◆ **PAGE TEXT**
:::::

Although the paper focuses primarily on the theoretical aspects, it would be beneficial to include some discussion on practical considerations, such as the feasibility of communication, the possibility of asynchronous operations, and computational feasibility under constrained onboard resources, in order to strengthen the persuasiveness of the algorithm’s deploy ability.

问题

How do you justify the requirement that each agent's action set must be disjoint, especially in scenarios where agents (such as identical UAVs or UGVs) would naturally share similar or identical action sets?
Could you discuss the practical feasibility of your approach in terms of communication requirements, asynchronous operation, and onboard computational constraints to better demonstrate the deployability of your algorithm?

局限性

yes

最终评判理由

I remain positive on the paper, including the writing, the method and the theoretical results. The submission is not in my area, so I have lowest confidence about my score.

格式问题

N/A

作者回复

2025-07-29

Question1: How do you justify the requirement that each agent's action set must be disjoint, especially in scenarios where agents (such as identical UAVs or UGVs) would naturally share similar or identical action sets?

Thanks for your feedback.

This question certainly highlights an aspect of our paper that deserves further clarification. In the context of UAVs’ tracking task, each UVA indeed shares the same movement space. However, it is crucial to emphasize that the movement space is distinct from the action set we consider in our paper. Broadly speaking, the objective function of the UAVs’ tracking task is not solely dependent on the identical movement space. The key factor in shaping the objective function is which UAV/agent carries out which particular movement decision. To reflect the different role of each agent within the tracking system, we commonly assign unique identity tags to each movement.

Specifically, in our experiments, we consider the movement decision space $M=((\theta,s):s\in\{5,10,15\}\text{units/s},\theta\in(\frac{\pi}{4},\frac{\pi}{2},\frac{3\pi}{4},\pi,\dots,2\pi))$ where $\theta$ and $s$ represent the movement angle and the speed, respectively. To identify the executor of the movement, we will label the movement space $M$ with identity tags. Consequently, for each agent $i\in\{1,2,\dots,20\}$ , its action space $V_{i}$ is constructed as follows:

V_{i}=M\times i=((\theta,s,i):s\in{5,10,15}\text{units/s},\theta\in(\frac{\pi}{4},\frac{\pi}{2},\frac{3\pi}{4},\pi,\dots,2\pi)),

where the action $(\theta,s,i)$ indicates that agent $i$ moves towards the direction of $\theta$ at a speed of $s$ .

With identification information included, these action sets are mutually disjoint, namely, $V_{i}\cap V_{j}=\emptyset$ for any $i\neq j\in(1,2,\dots,20)$ . Please note that this approach with identity tagging is widely adopted in multi-agent systems, for example, multi-round product marketing [Sun et al., 2018, Huang et al.,2024] and online multi-advertisement slot allocation [Streeter et al., 2009].

Weakness1: I have some concerns regarding the modeling of the problem. The author requires the action sets of each agent to be disjoint, which is rather puzzling, since identical UAVs or UGVs would typically have the same action set. Furthermore, the stated problem (1) appears to be independent of the system state, whereas, in my view, the UAVs’ tracking tasks are highly dependent on target locations and related state information. In addition, if there are two equivalent decisions at time $t$ (for instance, agent a moving right or agent b moving left), it is unclear which will be selected. Has the heterogeneity in the decision outcomes of different agents been fully considered?

:::::

◆ **WRITTEN PROBLEM**
In the review exchange above, what do the authors attach to the movement space so that the agents' action sets become disjoint?

◆ **DATASET SECTION**

:::::

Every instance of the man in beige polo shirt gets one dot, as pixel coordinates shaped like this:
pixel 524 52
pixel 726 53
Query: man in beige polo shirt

:::::

◆ **RESPONSE**
Identity tags that mark which agent carries out each movement.